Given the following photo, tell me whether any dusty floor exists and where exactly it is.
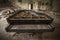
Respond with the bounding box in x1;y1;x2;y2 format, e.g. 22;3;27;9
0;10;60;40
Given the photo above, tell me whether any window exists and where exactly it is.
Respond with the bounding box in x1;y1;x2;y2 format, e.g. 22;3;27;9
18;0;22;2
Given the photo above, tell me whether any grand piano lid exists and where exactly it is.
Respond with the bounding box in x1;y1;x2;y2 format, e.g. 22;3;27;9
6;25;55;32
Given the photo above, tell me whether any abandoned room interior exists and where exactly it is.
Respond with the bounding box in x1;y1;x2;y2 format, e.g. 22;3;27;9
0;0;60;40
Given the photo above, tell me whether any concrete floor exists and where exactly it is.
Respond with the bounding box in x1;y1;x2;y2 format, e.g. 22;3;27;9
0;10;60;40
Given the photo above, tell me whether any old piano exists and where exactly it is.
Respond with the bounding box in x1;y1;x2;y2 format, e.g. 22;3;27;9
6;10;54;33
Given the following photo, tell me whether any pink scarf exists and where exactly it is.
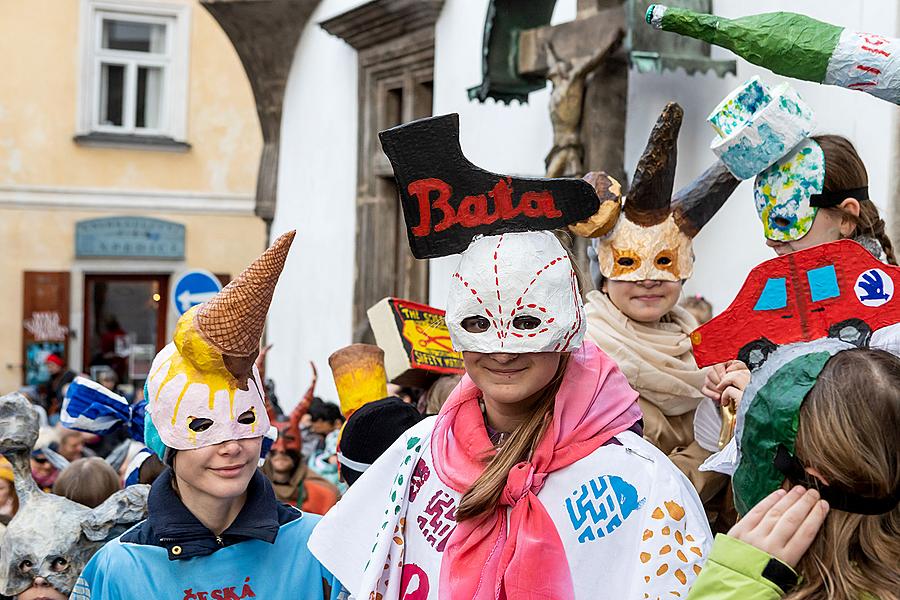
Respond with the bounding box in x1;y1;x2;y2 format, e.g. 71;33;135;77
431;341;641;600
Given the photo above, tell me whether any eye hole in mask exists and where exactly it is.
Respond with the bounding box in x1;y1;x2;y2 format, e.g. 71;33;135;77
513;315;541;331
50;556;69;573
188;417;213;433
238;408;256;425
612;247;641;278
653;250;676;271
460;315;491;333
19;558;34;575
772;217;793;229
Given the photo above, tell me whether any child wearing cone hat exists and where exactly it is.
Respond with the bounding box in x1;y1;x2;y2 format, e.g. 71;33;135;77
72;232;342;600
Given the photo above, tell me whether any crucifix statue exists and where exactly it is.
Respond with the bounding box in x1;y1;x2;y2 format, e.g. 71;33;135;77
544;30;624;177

==================================================

#### THE TASK
Reproduce the full listing above with "bounding box" swapped for "enclosing rectangle" throughout, keeping everything else unchanged. Omit the pictures.

#### CORRECT RESULT
Given the following photo, tell me whether any dusty floor exists and where exactly it is.
Respond with the enclosing rectangle in x1;y1;x2;y2 format, e.g. 22;3;27;9
0;10;60;40
Given the photo above, tell me whether any window exists and where exactly it is.
Respond with the enclosing rectangle in x1;y1;x2;y2 format, e.g. 22;3;27;9
18;0;22;2
Given the photo above, tell me whether any grand piano lid exists and where exactly it is.
Respond with the enclosing rectangle in x1;y1;x2;y2 format, e.g. 22;3;27;9
6;25;55;32
Given the photo above, tell me whether any abandoned room interior exists and where exactly it is.
Respond with the enclosing rectangle in x1;y1;x2;y2 format, e.g. 22;3;27;9
0;0;60;40
Given the photo above, tell me whether any concrete floor exists and where exactly it is.
Respond with the enclosing rectangle in x1;y1;x2;y2 format, e.g. 22;3;27;9
0;10;60;40
Given the photo above, tell me whether any old piano exists and where exactly it is.
Respond with the enclosing rectangle in x1;y1;x2;y2 format, e.g. 22;3;27;9
6;10;54;33
Given the following photo, tell me whether any pink scarf exists and where exactly it is.
Respond with the enclosing rectangle in x1;y1;x2;y2 format, e.g. 71;33;135;77
431;341;641;600
Given the photo above, tell me whether any eye hole in mask exists and where exactly it is.
Respond with the enclosing rectangle in x1;y1;x2;y2 format, e.g. 71;33;135;77
513;315;541;331
50;556;69;573
188;417;213;433
238;408;256;425
612;247;641;278
653;250;676;271
460;315;491;333
19;558;34;575
772;217;793;229
Given the photo above, tell me whether any child wearing cone hat exists and where exactly it is.
Respond with the enclosing rectangle in x1;y1;x2;y2 format, e.g. 71;33;135;77
72;232;342;600
Given the photo above, tell me whether any crucifix statue exists and where exactly it is.
Respond with the enclosing rectangle in x1;y1;x2;y2 format, e.g. 71;33;135;77
544;30;624;177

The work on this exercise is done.